▸ Work item
Each line of the listing that contains "suit" should be found and copied.
==== Input data ====
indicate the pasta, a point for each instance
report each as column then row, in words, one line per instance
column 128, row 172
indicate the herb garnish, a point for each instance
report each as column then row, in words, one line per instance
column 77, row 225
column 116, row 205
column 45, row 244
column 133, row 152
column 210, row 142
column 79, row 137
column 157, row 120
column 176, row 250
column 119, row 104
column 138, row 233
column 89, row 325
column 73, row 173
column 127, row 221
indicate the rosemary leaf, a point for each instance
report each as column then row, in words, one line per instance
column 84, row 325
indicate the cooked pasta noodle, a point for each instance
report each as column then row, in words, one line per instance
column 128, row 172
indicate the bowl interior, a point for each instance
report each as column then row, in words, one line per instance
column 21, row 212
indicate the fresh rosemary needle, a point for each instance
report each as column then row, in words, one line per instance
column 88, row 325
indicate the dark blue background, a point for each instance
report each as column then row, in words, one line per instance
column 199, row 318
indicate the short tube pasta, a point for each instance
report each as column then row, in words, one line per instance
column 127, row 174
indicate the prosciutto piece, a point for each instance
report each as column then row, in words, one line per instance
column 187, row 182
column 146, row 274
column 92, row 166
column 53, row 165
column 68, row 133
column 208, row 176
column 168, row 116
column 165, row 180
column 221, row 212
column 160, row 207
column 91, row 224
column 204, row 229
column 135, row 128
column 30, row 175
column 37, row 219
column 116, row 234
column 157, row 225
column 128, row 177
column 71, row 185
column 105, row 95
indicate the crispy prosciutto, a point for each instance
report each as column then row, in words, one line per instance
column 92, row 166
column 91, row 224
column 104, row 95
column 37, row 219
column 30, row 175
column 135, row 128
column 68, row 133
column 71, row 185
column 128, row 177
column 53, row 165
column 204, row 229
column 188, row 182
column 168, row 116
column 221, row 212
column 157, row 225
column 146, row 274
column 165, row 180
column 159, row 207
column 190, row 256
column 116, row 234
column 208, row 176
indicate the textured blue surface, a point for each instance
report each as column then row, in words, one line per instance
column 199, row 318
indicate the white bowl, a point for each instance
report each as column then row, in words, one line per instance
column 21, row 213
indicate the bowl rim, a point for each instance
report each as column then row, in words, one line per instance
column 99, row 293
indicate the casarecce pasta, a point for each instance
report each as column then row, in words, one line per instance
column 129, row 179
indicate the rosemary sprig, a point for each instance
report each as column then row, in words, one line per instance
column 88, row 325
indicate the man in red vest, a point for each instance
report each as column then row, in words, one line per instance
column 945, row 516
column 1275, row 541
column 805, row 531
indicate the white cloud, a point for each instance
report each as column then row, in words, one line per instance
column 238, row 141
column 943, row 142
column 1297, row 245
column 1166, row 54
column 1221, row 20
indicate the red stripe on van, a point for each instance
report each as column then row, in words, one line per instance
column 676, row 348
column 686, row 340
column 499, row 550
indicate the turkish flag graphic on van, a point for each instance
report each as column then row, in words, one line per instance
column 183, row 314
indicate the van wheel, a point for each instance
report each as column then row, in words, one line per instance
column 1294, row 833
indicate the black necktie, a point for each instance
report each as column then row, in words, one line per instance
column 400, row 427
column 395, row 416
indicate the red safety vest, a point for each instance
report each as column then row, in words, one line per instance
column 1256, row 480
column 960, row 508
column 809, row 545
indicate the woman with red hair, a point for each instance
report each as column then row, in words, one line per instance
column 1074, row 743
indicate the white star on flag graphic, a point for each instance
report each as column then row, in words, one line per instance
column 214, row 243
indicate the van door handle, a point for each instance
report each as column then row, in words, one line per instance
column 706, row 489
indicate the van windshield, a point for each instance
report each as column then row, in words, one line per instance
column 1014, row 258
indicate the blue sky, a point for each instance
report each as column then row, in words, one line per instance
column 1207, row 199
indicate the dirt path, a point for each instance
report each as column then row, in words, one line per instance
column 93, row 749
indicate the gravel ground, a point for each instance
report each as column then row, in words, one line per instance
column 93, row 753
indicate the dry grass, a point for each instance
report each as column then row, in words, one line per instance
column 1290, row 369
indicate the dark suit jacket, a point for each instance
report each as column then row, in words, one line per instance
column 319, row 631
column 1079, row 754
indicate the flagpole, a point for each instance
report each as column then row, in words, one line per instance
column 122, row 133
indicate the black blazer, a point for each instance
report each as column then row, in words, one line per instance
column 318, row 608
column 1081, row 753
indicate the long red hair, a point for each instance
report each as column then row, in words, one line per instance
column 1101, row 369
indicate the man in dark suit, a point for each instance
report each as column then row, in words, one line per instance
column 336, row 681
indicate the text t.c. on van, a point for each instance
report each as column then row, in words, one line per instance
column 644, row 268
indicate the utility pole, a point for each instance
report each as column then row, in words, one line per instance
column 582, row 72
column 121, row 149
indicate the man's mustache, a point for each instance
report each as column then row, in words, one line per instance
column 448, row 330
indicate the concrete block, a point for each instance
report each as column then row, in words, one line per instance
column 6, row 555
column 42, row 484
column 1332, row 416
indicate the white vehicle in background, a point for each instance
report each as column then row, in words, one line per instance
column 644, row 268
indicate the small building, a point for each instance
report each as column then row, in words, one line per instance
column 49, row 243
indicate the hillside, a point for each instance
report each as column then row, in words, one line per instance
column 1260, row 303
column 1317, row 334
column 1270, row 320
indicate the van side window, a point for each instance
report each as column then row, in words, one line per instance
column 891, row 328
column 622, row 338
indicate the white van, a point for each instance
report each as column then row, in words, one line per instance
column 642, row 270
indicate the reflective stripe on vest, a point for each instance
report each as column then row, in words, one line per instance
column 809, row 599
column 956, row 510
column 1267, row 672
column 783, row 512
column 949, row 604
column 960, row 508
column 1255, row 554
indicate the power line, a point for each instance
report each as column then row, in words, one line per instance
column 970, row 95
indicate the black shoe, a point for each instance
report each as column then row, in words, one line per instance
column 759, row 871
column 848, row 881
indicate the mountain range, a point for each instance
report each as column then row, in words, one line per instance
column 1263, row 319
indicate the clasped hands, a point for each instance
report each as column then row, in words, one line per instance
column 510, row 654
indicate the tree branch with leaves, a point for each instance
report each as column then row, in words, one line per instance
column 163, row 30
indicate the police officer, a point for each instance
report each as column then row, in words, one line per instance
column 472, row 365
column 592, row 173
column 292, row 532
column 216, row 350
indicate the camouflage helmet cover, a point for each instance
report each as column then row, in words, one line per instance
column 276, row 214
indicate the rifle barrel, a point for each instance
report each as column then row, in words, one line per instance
====
▸ Answer for the task
indicate the dark suit jacket, a point for each instance
indicate the man in dark suit, a point for each instance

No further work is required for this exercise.